Over two thousand years ago, Roman citizens were publishing the day's top stories, as well as gladiator fight recaps and gossip, on stone slabs known as the Acta Diurna. Johann Gutenberg's creation of the printing press forever changed how humans share knowledge. Modern forms of communication such as television and radio have helped shape our culture.
But the rise of electronic and online communication tools has led to the ability of users to quickly and efficiently communicate with each other. Blogs, cellphones, podcasts, video and photo-sharing sites—all of these evolving communication channels put publishing and broadcasting tools in the hands of everyday citizens.
Perhaps the most popular social media tools, is the weblog, or blog. Blogs offer the ability for anyone to quickly and easily publish content, usually in written form, to the Internet. Blogs are similar to personal homepages that became popular in the 1990s; but whereas at least basic HTML knowledge was necessary to create and update a home page, blogging platforms handle the coding automatically. This simplification of the personal-publishing process has led to a huge spike in the number of blogs.

▶ [Material supplied]
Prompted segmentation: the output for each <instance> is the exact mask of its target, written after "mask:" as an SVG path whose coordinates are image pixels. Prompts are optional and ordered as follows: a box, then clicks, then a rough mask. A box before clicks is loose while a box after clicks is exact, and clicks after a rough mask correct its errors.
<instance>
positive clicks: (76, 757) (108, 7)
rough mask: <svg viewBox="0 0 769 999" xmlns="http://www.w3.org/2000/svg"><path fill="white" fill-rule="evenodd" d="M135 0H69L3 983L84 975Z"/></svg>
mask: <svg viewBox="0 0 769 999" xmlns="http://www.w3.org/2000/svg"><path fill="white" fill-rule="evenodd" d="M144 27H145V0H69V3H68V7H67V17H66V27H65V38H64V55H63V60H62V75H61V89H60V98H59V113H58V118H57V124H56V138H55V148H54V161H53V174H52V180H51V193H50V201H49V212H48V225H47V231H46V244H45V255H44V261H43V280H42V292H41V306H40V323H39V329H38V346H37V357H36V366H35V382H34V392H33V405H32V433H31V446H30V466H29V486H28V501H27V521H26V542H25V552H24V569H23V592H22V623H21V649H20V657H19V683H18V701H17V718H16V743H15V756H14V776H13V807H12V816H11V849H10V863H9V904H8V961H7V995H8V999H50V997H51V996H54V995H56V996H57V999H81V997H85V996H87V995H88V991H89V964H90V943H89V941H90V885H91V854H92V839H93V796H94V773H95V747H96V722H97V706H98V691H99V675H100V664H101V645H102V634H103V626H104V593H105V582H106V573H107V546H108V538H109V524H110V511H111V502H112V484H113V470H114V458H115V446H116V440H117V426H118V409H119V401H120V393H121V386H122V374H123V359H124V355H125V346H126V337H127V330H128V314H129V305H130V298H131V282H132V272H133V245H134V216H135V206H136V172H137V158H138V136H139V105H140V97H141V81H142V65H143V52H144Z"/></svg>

▶ [Work item] Print the part of the passage on communication that begins at the words "Perhaps the most" and ends after the words "number of blogs.". These records come from a source other than the passage.

▶ [Output]
Perhaps the most popular social media tools, is the weblog, or blog. Blogs offer the ability for anyone to quickly and easily publish content, usually in written form, to the Internet. Blogs are similar to personal homepages that became popular in the 1990s; but whereas at least basic HTML knowledge was necessary to create and update a home page, blogging platforms handle the coding automatically. This simplification of the personal-publishing process has led to a huge spike in the number of blogs.